- [Exercise prompt]
Print all entries word for word.

- [Task material]
====
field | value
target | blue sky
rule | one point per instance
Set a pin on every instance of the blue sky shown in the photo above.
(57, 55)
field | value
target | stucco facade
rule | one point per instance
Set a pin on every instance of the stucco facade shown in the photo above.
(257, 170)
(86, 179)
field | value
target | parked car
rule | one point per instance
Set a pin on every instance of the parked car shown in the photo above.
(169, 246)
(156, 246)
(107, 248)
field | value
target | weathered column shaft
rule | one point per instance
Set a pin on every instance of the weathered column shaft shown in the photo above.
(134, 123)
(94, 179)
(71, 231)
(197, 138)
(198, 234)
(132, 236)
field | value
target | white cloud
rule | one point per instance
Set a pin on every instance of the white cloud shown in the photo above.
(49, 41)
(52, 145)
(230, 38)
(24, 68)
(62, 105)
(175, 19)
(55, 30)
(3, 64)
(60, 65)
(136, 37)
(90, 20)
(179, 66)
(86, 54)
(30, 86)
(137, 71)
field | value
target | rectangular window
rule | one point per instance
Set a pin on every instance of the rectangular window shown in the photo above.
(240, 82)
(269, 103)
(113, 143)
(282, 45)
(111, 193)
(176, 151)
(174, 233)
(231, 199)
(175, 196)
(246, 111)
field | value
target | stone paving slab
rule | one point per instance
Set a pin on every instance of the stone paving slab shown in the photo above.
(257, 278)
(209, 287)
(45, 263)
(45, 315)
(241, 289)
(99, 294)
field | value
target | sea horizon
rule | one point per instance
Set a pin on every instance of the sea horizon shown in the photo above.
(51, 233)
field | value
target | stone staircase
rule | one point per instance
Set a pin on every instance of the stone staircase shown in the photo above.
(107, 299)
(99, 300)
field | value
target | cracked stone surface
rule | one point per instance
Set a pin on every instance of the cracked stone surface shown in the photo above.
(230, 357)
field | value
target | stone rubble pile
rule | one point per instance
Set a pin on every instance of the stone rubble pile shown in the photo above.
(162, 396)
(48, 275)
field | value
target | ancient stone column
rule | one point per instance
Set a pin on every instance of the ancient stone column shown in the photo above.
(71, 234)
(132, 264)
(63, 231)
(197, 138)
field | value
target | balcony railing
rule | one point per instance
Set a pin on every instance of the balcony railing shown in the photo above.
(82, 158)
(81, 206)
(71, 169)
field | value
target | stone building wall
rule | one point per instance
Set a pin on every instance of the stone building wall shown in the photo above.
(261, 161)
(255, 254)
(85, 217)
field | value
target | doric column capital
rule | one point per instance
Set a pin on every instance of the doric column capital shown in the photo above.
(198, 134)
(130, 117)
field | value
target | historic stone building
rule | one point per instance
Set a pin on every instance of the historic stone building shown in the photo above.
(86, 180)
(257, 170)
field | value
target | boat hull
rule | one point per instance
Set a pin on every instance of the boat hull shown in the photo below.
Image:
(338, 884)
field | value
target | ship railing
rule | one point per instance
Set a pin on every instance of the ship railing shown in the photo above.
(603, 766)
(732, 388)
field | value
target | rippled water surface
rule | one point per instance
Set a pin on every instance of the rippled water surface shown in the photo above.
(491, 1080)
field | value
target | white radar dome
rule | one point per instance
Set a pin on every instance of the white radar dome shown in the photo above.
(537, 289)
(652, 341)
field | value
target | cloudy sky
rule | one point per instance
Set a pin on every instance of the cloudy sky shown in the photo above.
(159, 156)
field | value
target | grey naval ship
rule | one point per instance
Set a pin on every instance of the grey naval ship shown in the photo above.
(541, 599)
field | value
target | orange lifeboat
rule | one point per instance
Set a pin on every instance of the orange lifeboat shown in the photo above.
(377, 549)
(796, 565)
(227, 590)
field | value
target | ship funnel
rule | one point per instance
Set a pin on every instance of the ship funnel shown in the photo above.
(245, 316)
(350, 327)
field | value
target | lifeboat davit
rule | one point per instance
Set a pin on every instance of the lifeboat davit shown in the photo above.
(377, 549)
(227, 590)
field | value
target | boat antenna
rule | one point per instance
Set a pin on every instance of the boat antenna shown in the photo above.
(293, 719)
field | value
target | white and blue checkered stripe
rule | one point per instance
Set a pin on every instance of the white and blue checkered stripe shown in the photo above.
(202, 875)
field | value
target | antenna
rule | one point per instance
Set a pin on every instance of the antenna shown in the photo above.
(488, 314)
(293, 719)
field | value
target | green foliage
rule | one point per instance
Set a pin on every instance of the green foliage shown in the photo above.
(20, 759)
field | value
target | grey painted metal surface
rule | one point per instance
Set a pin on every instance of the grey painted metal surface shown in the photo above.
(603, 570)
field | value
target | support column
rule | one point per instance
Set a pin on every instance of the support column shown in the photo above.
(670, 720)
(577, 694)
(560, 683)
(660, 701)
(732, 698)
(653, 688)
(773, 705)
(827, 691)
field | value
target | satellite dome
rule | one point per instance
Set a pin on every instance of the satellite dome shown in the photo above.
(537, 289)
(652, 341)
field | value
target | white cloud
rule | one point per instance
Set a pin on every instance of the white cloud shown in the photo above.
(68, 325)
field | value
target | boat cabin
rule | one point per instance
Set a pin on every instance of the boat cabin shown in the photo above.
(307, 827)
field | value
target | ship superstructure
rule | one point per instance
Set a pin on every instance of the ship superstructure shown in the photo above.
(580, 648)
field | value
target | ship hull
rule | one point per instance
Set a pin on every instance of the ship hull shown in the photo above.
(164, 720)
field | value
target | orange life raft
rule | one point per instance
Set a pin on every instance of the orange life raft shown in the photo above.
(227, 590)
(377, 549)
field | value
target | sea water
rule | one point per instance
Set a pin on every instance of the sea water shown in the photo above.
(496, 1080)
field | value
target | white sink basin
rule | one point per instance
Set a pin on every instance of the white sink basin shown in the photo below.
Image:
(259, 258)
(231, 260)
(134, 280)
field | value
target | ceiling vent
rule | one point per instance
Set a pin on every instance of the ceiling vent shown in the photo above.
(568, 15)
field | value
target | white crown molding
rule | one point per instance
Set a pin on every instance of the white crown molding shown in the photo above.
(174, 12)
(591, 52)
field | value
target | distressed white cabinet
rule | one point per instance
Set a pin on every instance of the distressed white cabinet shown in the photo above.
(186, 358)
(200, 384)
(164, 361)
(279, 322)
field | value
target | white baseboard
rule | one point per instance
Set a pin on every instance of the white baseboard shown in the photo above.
====
- [Written solution]
field | value
target | blue sky
rule | one point per instance
Set a pin on every instance of the blue sky shown in the photo above.
(57, 55)
field | value
target | stucco facade
rule | one point per instance
Set a pin on every instance of the stucco facade shown in the photo above.
(257, 170)
(86, 179)
field | value
target | parked car
rule | one point per instance
Set a pin on every instance of the parked car shown in the photo above.
(169, 246)
(156, 246)
(107, 248)
field | value
target | weathered column shaft
rule | one point per instance
Set a pin on every instance of the weathered column shaft shown in the photo above.
(134, 123)
(94, 179)
(71, 231)
(197, 138)
(198, 234)
(132, 236)
field | value
target | white cloud
rule | one point per instance
Set a pin on every instance of the white cloud shown in the photo above.
(49, 41)
(52, 145)
(230, 38)
(24, 68)
(62, 105)
(175, 19)
(55, 30)
(3, 64)
(60, 65)
(136, 37)
(90, 20)
(179, 66)
(86, 54)
(30, 86)
(137, 71)
field | value
target | rectangular window
rule | one point per instance
Set a pin on every instance of the rectangular window shown in the photo above.
(240, 82)
(269, 103)
(113, 143)
(282, 45)
(111, 193)
(176, 151)
(174, 233)
(231, 199)
(175, 196)
(246, 111)
field | value
target | stone paving slab
rule | one point per instance
Set a pin on every instance of the stone paving slab shown in the photo above.
(257, 278)
(209, 287)
(45, 263)
(45, 315)
(241, 289)
(99, 294)
field | value
target | sea horizon
rule | one point per instance
Set a pin on every instance of the sea horizon shown in the photo above.
(51, 233)
field | value
target | stone staircase
rule | one point per instance
Set a pin on every instance of the stone staircase shown in the photo above.
(107, 299)
(99, 300)
field | value
target | cracked stone surface
rule | one point per instance
Set a pin on every instance of the cracked stone surface shown in the photo above.
(230, 357)
field | value
target | stone rubble pile
rule | one point per instance
Set a pin on every instance of the stone rubble pile shown in the photo above.
(162, 396)
(48, 275)
field | value
target | ancient stone column
rule | one point per instance
Set a pin on every instance of the ancient stone column shown in the photo above.
(71, 234)
(132, 264)
(63, 231)
(197, 138)
field | value
target | balcony railing
rule | one point per instance
Set a pin on every instance of the balcony railing shown in the photo above.
(82, 158)
(81, 206)
(71, 169)
field | value
target | stone building wall
rule | one point per instance
Set a pin on every instance of the stone building wall shown in the photo above.
(261, 161)
(255, 254)
(85, 217)
field | value
target | doric column capital
rule | one point per instance
Set a pin on every instance of the doric column capital shown in the photo above.
(198, 134)
(130, 117)
field | value
target | historic stone building
rule | one point per instance
Set a pin on every instance of the historic stone building shown in the photo above.
(86, 180)
(257, 170)
field | value
target | boat hull
rule | one point per instance
Set a pin on every instance of the boat hull shown in the photo below.
Image:
(338, 884)
field | value
target | ship railing
rule | one point per instance
Set a pin on every instance of the ship railing shown in the photo above.
(603, 766)
(732, 388)
field | value
target | rippled water surface
rule | one point per instance
Set a pin on every instance of the rippled water surface shown in the photo above.
(491, 1080)
field | value
target | white radar dome
rule | one point per instance
Set a pin on every instance of the white radar dome shown in the photo above.
(537, 289)
(652, 341)
field | value
target | cloudy sky
rule | one point per instance
Set a pin on every instance of the cloudy sky shown in the photo above.
(159, 156)
field | value
target | grey naval ship
rule | one point per instance
Set a pin on every instance of the grey naval ship shown in the photo above.
(541, 599)
field | value
target | orange lifeboat
rule | one point per instance
Set a pin on every instance of the orange lifeboat shown in the photo above.
(377, 549)
(796, 565)
(227, 590)
field | value
target | ship funnel
rule | one point per instance
Set a pin on every instance of the ship funnel shown in the photo above.
(245, 316)
(350, 327)
field | value
target | lifeboat davit
rule | one point per instance
Set a pin on every instance of the lifeboat davit shown in the photo above.
(377, 549)
(227, 590)
field | value
target | boat antenna
rule | one point per instance
Set a pin on every instance of the boat antenna shown in the photo above.
(293, 719)
field | value
target | white and blue checkered stripe
rule | one point per instance
Set a pin on every instance of the white and blue checkered stripe shown in the photo above.
(202, 875)
field | value
target | antenna
rule | one point per instance
Set a pin on every instance of the antenna shown in the photo above.
(488, 314)
(293, 719)
field | value
target | green foliage
rule | one point per instance
Set a pin on every instance of the green foliage shown in the photo above.
(20, 759)
field | value
target | grey painted metal surface
rule | one point per instance
Set a pin on every instance of the grey painted metal surface shown in the photo above.
(603, 570)
field | value
target | support column
rule | one point per instance
Set a pin on every instance of the support column shown in the photo above.
(670, 720)
(577, 694)
(560, 683)
(660, 701)
(732, 698)
(653, 688)
(773, 705)
(827, 691)
field | value
target | satellite dome
rule | one point per instance
Set a pin on every instance of the satellite dome shown in the photo above.
(537, 289)
(652, 341)
field | value
target | white cloud
rule | one point per instance
Set a pin on every instance of the white cloud shown in the photo above.
(68, 325)
field | value
target | boat cabin
rule | one point per instance
Set a pin on every instance of the boat cabin shown in the photo above.
(307, 827)
field | value
target | ship superstructure
rule | one point per instance
Set a pin on every instance of the ship superstructure shown in the photo above.
(580, 648)
field | value
target | ship hull
rule | one point per instance
Set a pin on every instance of the ship hull shown in the photo above.
(164, 720)
field | value
target | orange life raft
rule | one point per instance
Set a pin on every instance of the orange life raft shown in the photo above.
(227, 590)
(377, 549)
field | value
target | sea water
rule | one point per instance
Set a pin on every instance of the sea water shown in the photo above.
(496, 1080)
field | value
target | white sink basin
rule | one point per instance
Set a pin on every instance of the white sink basin shown in the photo below.
Image:
(259, 258)
(231, 260)
(134, 280)
field | value
target | ceiling vent
rule | one point per instance
Set a pin on every instance of the ceiling vent shown in the photo above.
(568, 15)
field | value
target | white crown molding
rule | one point per instance
Set a pin on every instance of the white crown molding shown in the photo above.
(174, 12)
(591, 52)
field | value
target | distressed white cabinet
rule | one point per instance
Set a pin on every instance of the distressed white cabinet shown in the photo above.
(186, 358)
(200, 384)
(164, 361)
(279, 322)
field | value
target | white baseboard
rule | one point per instance
Set a pin on every instance of the white baseboard shown in the photo above.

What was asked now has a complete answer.